(Dataset records)
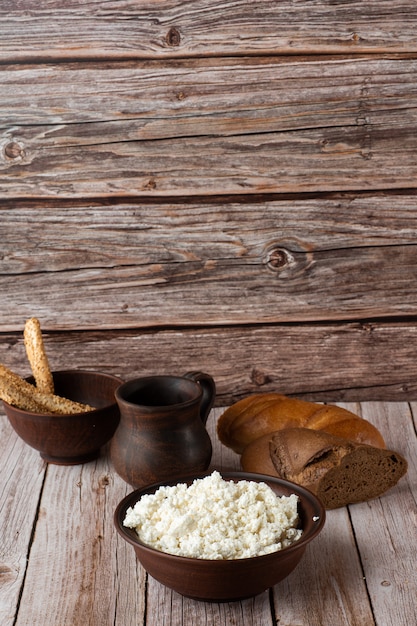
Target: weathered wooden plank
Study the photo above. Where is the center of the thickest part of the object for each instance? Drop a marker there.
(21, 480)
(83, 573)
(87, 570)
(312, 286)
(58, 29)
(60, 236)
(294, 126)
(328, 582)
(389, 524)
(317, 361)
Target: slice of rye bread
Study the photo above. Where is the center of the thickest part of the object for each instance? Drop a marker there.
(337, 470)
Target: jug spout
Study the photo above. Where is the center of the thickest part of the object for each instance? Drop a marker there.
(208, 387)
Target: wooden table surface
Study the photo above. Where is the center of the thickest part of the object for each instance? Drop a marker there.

What to do:
No pictures go in the copy. Set down all the data exactly.

Solution to the exercise:
Target: weathered wooden plank
Study the photo above. Where is the center of the thickest part of the object for each instance? Drop a marker there.
(21, 480)
(83, 573)
(87, 570)
(312, 286)
(58, 29)
(60, 236)
(294, 126)
(328, 582)
(389, 524)
(317, 361)
Target: slice of rye bread
Study the photo above. Where is the center of the thickest part of the object for each instance? Drop a marker there.
(337, 470)
Target: jug spout
Study the photo above. Where is the center of the thickest part of the object for each instance? Drop a marker there.
(208, 387)
Target: wooden table surface
Study the photo above. Where is the center of the thickest part of the object for each instance? Drop a marker there.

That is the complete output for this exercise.